DATA EXCERPTS >>
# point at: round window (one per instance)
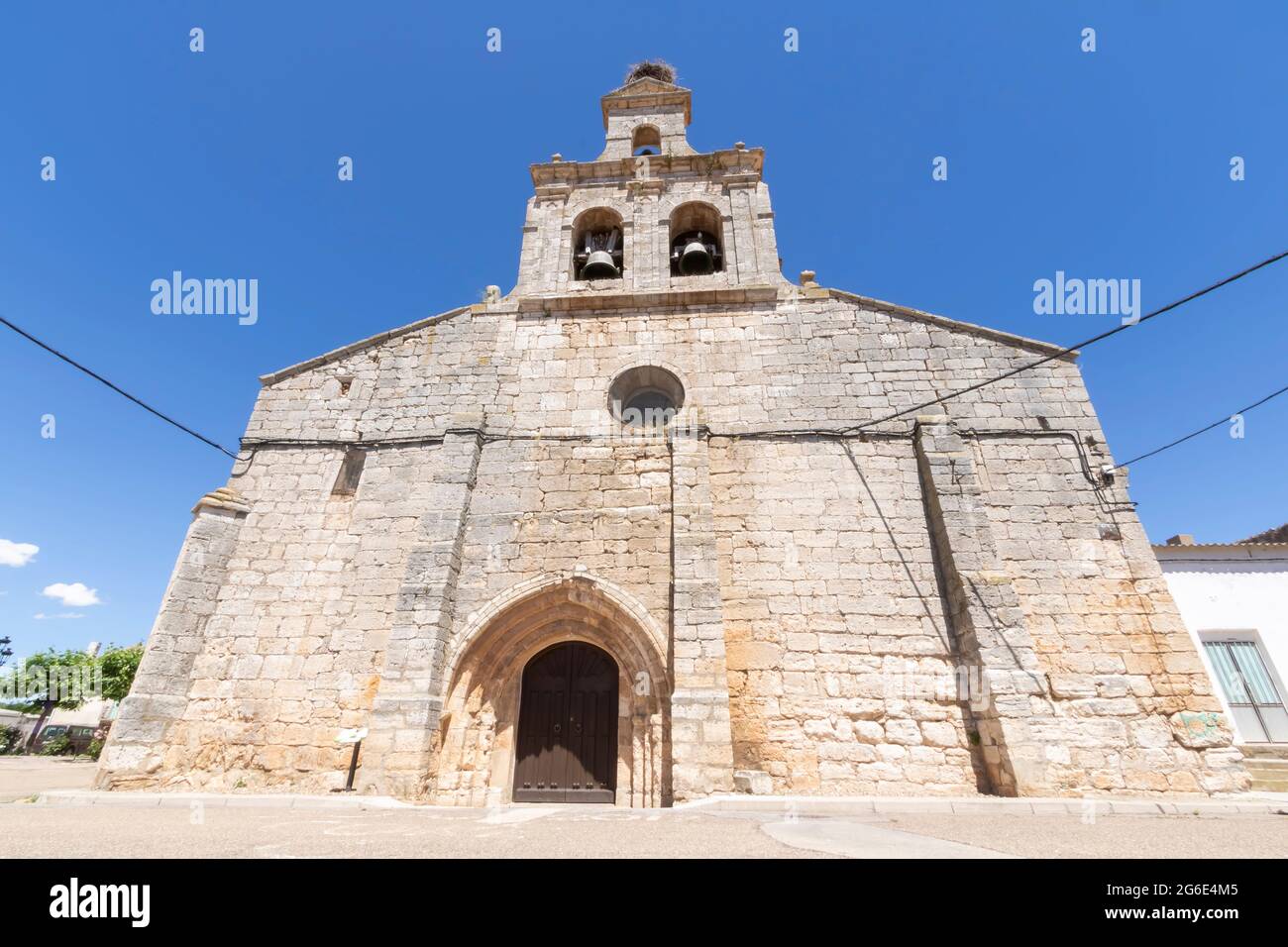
(645, 397)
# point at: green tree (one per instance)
(119, 668)
(53, 681)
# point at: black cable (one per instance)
(127, 394)
(1202, 431)
(1083, 344)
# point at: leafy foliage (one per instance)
(119, 668)
(11, 740)
(58, 746)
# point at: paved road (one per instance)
(253, 828)
(29, 830)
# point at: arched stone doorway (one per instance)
(567, 745)
(478, 738)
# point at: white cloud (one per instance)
(16, 554)
(73, 595)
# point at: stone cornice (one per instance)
(648, 299)
(995, 334)
(273, 377)
(737, 165)
(648, 93)
(226, 499)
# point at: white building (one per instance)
(1234, 600)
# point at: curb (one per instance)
(183, 800)
(945, 805)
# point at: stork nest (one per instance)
(652, 68)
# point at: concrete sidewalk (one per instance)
(786, 806)
(22, 777)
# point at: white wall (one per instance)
(1233, 589)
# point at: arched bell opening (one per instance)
(697, 244)
(647, 141)
(597, 248)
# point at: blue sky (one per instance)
(223, 163)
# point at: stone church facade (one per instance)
(661, 450)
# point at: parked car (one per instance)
(80, 737)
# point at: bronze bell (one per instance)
(599, 265)
(695, 258)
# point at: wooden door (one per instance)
(567, 748)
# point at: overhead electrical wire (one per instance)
(115, 388)
(940, 399)
(1202, 431)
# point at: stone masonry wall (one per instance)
(818, 587)
(835, 624)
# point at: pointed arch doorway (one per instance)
(567, 736)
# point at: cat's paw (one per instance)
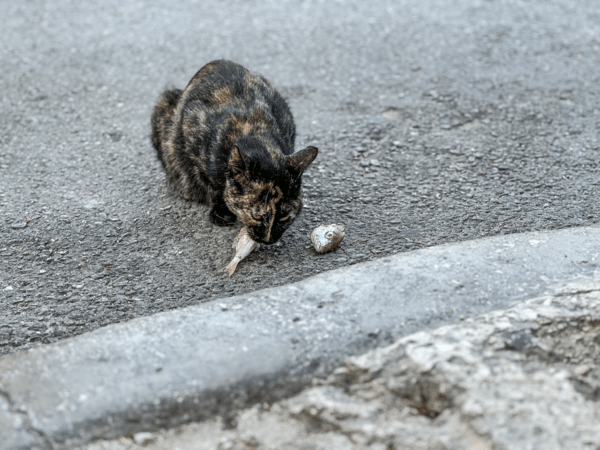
(222, 218)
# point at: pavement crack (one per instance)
(27, 421)
(580, 292)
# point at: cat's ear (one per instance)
(299, 161)
(239, 162)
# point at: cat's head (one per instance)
(264, 192)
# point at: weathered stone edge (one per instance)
(193, 363)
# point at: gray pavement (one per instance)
(526, 377)
(436, 123)
(214, 359)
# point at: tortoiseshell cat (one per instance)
(227, 140)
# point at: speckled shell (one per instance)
(327, 237)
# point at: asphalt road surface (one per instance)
(436, 122)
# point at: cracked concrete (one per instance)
(16, 430)
(216, 359)
(527, 377)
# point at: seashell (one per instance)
(327, 237)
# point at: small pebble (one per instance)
(143, 438)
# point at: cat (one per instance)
(227, 140)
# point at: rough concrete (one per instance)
(213, 359)
(523, 378)
(436, 122)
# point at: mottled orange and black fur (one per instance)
(227, 140)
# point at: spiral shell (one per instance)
(327, 237)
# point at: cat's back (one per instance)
(222, 84)
(224, 93)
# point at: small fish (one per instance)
(244, 245)
(327, 237)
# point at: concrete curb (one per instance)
(194, 363)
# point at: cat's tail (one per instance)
(162, 120)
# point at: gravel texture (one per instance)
(215, 359)
(523, 378)
(435, 122)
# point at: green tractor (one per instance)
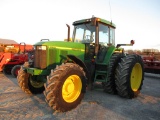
(64, 70)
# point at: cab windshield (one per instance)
(86, 33)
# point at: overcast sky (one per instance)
(31, 20)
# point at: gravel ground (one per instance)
(96, 105)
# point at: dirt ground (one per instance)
(96, 105)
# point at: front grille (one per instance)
(40, 59)
(52, 56)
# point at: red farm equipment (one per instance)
(12, 56)
(151, 59)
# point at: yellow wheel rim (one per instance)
(71, 88)
(136, 77)
(35, 83)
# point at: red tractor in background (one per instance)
(12, 56)
(151, 60)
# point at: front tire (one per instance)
(129, 76)
(65, 87)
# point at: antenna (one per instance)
(110, 11)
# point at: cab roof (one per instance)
(97, 19)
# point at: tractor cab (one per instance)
(97, 34)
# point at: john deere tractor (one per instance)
(64, 70)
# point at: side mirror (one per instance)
(93, 21)
(132, 42)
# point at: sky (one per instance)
(30, 21)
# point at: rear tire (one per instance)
(110, 86)
(129, 76)
(15, 70)
(65, 87)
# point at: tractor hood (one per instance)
(62, 45)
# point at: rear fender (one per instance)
(80, 63)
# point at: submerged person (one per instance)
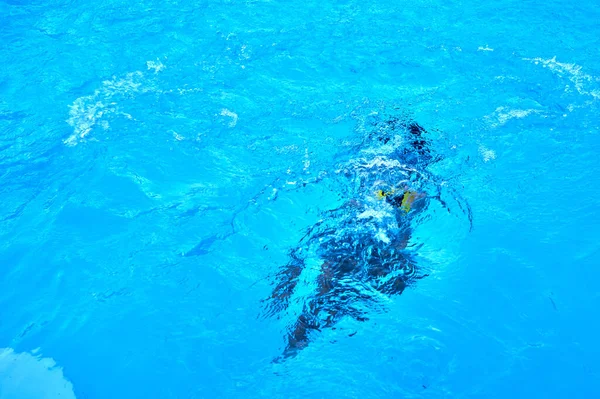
(358, 251)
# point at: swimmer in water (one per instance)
(359, 250)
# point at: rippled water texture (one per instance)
(161, 162)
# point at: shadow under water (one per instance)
(360, 251)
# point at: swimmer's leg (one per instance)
(298, 336)
(286, 281)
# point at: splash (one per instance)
(88, 111)
(30, 376)
(503, 114)
(573, 72)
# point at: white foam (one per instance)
(502, 115)
(487, 154)
(573, 72)
(86, 111)
(230, 114)
(156, 66)
(29, 376)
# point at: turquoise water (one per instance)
(159, 162)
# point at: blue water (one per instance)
(159, 160)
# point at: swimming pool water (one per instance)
(148, 152)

WORK ORDER >> Your answer must be every record above, word for word, with no pictures.

TASK RESPONSE >>
# point at: round window (one per instance)
(645, 397)
# point at: green tree (one per instance)
(119, 668)
(53, 681)
# point at: black cable (one per instance)
(127, 394)
(1202, 431)
(1083, 344)
# point at: leafy foliage (one per instance)
(119, 668)
(11, 740)
(58, 746)
# point at: paved road (one per instance)
(253, 828)
(29, 830)
# point at: arched stone doorway (one per instance)
(567, 745)
(478, 738)
# point at: white cloud (one per instance)
(16, 554)
(73, 595)
# point at: stone cornice (one per instance)
(648, 299)
(995, 334)
(273, 377)
(737, 165)
(648, 93)
(226, 499)
# point at: white building (one per instance)
(1234, 600)
# point at: curb (one per instance)
(183, 800)
(945, 805)
# point at: stork nest (one per instance)
(652, 68)
# point at: concrete sidewalk (one per instance)
(786, 806)
(22, 777)
# point at: white wall (one per instance)
(1233, 589)
# point at: arched bell opening (one per instance)
(697, 244)
(647, 141)
(597, 248)
# point at: blue sky (one per instance)
(223, 163)
# point at: stone church facade (one per instance)
(661, 450)
# point at: parked car (one per instance)
(80, 737)
# point at: bronze bell (one per instance)
(599, 265)
(695, 258)
# point at: wooden door (one per instance)
(567, 748)
# point at: overhead electrical wire (one per instance)
(115, 388)
(940, 399)
(1202, 431)
# point at: stone masonry wall (one per instance)
(818, 587)
(835, 624)
# point at: pointed arch doorway (one per instance)
(567, 736)
# point at: cat's paw (one per instance)
(222, 218)
# point at: pavement crack (one per instance)
(27, 421)
(580, 292)
# point at: cat's ear (one per instance)
(299, 161)
(239, 162)
# point at: cat's head (one per instance)
(264, 192)
# point at: weathered stone edge (one per instance)
(193, 363)
# point at: gray pavement (one per instance)
(526, 377)
(436, 123)
(214, 359)
# point at: tortoiseshell cat (one per instance)
(227, 140)
# point at: speckled shell (one per instance)
(327, 237)
# point at: asphalt road surface (one per instance)
(436, 122)
# point at: cracked concrete (one per instance)
(16, 430)
(216, 359)
(527, 377)
# point at: seashell (one per instance)
(327, 237)
# point at: small pebble (one per instance)
(143, 438)
# point at: cat (one per instance)
(227, 140)
# point at: rough concrete (one per instance)
(213, 359)
(523, 378)
(436, 122)
# point at: mottled orange and black fur (one per instance)
(227, 140)
# point at: spiral shell (one per instance)
(327, 237)
# point at: cat's back (one per instance)
(222, 84)
(224, 93)
# point at: small fish (one per instance)
(244, 245)
(327, 237)
# point at: concrete curb (one per instance)
(194, 363)
# point at: cat's tail (one per instance)
(162, 120)
# point at: gravel texture (one per instance)
(215, 359)
(523, 378)
(435, 122)
# point at: green tractor (one per instance)
(64, 70)
# point at: cab windshield (one per instance)
(86, 33)
# point at: overcast sky (one per instance)
(31, 20)
# point at: gravel ground (one per instance)
(96, 105)
# point at: dirt ground (one per instance)
(96, 105)
# point at: front grille (one per instance)
(40, 59)
(52, 56)
# point at: red farm equipment (one per instance)
(12, 56)
(151, 59)
# point at: yellow wheel rim (one per instance)
(71, 88)
(136, 77)
(35, 83)
# point at: red tractor in background (one per instance)
(12, 56)
(151, 60)
# point at: front tire (one per instance)
(129, 76)
(65, 87)
# point at: antenna (one per instance)
(110, 11)
# point at: cab roof (one per instance)
(97, 19)
# point at: tractor cab (one per instance)
(97, 34)
# point at: john deere tractor (one per instance)
(64, 70)
# point at: side mirror (one per instance)
(93, 21)
(132, 42)
# point at: sky (one per instance)
(30, 21)
# point at: rear tire (one per instance)
(110, 86)
(129, 76)
(15, 70)
(65, 87)
# point at: tractor hood (one per instance)
(62, 45)
# point at: rear fender (one per instance)
(80, 63)
# point at: submerged person (one per instance)
(358, 251)
# point at: swimmer in water (one per instance)
(359, 250)
# point at: rippled water texture (one per instance)
(161, 162)
# point at: shadow under water (one per instance)
(360, 251)
# point at: swimmer's leg (one per instance)
(298, 336)
(286, 281)
# point at: splash (one per instance)
(88, 111)
(30, 376)
(503, 114)
(573, 72)
# point at: white foam (one per instance)
(502, 115)
(487, 154)
(573, 72)
(86, 111)
(230, 114)
(156, 66)
(29, 376)
# point at: turquoise water (one per instance)
(159, 162)
# point at: blue water (one per instance)
(159, 160)
# point at: swimming pool water (one per instance)
(148, 152)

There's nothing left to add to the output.